Show every line of the listing below that contains the word "support", copying each line in full.

Data to process:
-----
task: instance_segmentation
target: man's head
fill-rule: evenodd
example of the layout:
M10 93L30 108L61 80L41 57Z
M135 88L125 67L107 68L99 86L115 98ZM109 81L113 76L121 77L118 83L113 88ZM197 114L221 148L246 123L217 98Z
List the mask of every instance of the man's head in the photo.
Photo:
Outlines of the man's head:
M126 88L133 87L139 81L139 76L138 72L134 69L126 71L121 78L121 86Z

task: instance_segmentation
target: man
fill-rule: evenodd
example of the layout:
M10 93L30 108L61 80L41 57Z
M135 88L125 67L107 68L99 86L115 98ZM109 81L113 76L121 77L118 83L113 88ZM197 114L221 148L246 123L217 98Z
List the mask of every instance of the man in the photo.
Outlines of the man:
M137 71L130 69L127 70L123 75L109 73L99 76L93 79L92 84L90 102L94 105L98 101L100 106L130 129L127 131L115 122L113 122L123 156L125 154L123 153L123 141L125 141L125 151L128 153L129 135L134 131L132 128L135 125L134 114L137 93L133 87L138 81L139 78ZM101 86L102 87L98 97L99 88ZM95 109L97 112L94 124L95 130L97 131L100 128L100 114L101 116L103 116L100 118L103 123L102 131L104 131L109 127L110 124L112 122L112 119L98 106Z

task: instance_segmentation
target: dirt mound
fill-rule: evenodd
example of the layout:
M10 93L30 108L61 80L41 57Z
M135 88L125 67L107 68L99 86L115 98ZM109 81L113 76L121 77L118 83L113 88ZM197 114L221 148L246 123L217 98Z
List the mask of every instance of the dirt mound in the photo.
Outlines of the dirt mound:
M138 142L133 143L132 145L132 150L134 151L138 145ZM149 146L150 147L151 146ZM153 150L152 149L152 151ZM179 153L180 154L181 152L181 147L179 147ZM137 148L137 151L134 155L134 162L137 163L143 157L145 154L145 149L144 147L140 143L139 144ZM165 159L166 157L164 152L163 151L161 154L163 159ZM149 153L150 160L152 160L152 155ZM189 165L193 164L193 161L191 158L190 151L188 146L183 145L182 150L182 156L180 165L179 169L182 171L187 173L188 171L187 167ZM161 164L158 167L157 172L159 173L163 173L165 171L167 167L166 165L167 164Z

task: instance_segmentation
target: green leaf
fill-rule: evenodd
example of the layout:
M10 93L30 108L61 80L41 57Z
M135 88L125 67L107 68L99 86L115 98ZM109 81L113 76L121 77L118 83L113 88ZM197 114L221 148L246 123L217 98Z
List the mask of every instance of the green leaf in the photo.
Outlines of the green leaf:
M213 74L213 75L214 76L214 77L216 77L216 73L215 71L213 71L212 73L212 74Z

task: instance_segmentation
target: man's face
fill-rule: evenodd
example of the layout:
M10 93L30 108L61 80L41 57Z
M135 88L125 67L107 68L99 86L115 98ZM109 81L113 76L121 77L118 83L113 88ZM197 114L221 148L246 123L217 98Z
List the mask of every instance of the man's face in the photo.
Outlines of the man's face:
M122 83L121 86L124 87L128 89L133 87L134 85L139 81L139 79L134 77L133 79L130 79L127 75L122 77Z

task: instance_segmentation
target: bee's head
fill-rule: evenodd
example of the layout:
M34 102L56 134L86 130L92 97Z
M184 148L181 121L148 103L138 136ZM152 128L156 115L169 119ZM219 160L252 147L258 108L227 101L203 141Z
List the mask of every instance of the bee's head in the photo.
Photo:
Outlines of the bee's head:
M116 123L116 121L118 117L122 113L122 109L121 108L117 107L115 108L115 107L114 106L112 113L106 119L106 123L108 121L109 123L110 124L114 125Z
-----
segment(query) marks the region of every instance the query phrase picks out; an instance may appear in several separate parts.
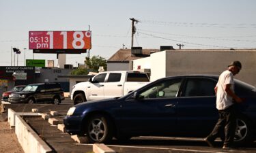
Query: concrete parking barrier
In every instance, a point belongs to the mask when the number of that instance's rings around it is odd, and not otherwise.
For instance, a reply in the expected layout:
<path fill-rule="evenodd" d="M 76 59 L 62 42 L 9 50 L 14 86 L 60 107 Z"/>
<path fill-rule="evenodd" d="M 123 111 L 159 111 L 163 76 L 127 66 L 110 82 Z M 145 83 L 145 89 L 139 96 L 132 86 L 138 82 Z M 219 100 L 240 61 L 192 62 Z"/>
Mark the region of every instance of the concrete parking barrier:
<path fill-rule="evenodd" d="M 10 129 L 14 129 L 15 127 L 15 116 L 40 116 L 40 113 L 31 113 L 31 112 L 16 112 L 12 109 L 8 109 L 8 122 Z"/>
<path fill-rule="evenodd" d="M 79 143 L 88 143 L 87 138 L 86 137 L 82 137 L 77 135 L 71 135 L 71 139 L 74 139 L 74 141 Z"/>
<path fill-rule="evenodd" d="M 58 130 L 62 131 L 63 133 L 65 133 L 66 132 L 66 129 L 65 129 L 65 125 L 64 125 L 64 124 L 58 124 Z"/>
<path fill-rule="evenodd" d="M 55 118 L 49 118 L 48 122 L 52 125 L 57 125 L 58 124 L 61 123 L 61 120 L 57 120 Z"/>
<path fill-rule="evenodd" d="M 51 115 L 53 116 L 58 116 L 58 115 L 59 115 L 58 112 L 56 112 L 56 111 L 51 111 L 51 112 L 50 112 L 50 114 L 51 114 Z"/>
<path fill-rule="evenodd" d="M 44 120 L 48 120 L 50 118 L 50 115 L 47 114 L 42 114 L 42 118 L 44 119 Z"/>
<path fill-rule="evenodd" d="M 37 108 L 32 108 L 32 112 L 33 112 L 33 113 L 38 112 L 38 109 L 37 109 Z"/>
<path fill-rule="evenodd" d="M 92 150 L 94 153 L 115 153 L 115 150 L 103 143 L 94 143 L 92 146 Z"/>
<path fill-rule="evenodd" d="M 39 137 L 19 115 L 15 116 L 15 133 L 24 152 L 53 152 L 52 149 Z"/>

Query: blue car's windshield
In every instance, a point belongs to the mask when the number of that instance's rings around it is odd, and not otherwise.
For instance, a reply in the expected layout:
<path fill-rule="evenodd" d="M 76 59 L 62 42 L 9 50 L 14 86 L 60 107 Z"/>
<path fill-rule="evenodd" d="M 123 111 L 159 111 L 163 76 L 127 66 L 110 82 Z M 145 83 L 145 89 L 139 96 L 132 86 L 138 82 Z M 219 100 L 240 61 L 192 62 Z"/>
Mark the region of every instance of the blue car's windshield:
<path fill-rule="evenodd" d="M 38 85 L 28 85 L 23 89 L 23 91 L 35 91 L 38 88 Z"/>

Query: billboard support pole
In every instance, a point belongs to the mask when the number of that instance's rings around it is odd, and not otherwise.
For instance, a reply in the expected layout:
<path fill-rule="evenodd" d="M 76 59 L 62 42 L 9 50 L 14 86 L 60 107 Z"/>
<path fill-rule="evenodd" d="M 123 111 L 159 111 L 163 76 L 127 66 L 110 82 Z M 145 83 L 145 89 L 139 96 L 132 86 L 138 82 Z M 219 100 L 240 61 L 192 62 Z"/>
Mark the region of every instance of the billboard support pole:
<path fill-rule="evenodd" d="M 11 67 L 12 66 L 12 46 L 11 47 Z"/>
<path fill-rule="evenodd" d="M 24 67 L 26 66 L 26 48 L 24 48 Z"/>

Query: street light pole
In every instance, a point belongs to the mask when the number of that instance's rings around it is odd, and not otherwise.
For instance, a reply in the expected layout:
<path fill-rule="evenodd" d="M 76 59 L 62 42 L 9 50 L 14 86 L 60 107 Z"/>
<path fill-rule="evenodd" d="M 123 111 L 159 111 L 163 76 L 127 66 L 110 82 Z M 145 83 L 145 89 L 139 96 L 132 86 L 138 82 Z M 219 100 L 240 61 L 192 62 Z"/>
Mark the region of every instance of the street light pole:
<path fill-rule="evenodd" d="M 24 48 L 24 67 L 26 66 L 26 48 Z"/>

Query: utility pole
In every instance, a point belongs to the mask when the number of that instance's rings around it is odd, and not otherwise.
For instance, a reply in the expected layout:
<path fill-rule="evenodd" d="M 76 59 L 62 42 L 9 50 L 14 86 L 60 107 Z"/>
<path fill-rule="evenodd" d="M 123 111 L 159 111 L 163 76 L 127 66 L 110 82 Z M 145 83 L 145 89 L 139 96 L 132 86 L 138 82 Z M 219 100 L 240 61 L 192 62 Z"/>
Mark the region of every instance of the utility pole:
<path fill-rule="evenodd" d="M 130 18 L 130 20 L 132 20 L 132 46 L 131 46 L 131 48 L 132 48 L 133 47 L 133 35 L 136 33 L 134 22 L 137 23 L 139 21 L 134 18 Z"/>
-----
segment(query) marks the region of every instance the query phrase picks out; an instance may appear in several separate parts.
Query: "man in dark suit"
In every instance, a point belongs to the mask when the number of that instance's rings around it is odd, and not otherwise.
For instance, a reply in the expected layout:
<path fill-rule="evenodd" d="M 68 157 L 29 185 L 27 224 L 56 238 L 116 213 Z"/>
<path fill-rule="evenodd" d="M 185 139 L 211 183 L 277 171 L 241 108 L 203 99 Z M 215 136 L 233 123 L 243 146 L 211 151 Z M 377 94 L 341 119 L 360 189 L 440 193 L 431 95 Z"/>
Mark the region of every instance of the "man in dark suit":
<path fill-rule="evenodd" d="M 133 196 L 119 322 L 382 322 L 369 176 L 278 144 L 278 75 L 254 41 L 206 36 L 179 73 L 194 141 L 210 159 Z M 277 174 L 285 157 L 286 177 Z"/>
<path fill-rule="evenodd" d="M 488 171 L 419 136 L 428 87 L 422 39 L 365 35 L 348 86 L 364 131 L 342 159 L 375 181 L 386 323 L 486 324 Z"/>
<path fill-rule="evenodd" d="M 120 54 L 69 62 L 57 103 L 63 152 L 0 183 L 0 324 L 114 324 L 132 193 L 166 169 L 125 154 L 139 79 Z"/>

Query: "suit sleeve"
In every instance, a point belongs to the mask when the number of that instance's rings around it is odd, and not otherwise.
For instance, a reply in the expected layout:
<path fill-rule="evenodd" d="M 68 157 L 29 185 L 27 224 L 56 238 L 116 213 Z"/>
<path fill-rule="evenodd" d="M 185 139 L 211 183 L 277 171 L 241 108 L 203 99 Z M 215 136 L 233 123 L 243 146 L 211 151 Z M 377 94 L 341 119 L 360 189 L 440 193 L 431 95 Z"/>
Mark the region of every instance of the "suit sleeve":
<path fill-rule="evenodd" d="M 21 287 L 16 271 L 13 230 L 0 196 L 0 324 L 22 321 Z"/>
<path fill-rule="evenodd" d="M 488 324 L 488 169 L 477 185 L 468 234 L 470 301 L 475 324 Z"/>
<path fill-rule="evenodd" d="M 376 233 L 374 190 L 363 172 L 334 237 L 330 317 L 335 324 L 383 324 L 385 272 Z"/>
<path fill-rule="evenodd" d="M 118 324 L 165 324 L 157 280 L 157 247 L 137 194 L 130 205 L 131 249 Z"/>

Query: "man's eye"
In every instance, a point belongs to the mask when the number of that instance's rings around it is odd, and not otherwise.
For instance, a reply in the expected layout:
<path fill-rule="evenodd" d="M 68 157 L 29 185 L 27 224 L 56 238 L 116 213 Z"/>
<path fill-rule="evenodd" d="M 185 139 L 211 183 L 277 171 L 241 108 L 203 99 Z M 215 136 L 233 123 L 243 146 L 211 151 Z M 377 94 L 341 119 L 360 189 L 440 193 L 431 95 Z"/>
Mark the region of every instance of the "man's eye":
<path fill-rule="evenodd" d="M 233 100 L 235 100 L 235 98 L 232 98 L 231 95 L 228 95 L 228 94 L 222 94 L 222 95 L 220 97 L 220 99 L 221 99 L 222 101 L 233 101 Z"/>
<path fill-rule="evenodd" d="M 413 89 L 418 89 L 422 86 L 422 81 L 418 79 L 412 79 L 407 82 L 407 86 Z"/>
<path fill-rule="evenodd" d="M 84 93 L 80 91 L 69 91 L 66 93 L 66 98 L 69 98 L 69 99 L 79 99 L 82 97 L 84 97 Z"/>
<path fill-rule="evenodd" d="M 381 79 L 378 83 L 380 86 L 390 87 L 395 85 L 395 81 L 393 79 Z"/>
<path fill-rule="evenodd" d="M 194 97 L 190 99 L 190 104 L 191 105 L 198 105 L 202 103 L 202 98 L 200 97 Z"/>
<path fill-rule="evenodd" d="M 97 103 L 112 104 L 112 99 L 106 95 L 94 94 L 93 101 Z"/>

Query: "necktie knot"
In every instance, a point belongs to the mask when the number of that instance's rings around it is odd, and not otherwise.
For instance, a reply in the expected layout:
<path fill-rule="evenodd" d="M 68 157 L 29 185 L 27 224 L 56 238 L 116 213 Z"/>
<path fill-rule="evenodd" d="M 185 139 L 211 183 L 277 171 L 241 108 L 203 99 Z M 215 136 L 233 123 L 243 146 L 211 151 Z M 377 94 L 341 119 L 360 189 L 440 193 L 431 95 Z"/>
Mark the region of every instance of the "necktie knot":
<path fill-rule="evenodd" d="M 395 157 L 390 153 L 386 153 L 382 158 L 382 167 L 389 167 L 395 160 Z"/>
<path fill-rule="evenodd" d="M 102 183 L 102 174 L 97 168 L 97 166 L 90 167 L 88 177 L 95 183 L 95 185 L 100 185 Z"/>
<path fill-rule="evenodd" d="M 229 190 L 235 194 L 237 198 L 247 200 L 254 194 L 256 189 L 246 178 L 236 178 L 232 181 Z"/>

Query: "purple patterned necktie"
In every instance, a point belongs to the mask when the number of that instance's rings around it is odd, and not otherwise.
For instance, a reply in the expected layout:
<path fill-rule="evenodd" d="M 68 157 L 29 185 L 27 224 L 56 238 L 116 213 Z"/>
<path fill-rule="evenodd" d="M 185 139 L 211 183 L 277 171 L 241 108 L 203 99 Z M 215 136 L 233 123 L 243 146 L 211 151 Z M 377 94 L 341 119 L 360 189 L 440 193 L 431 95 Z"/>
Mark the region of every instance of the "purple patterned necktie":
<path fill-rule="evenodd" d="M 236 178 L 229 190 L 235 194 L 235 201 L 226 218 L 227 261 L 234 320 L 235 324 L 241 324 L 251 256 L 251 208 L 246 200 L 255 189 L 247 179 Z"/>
-----
Problem solution:
Query: billboard support pole
Mark the region of every instance of the billboard support pole:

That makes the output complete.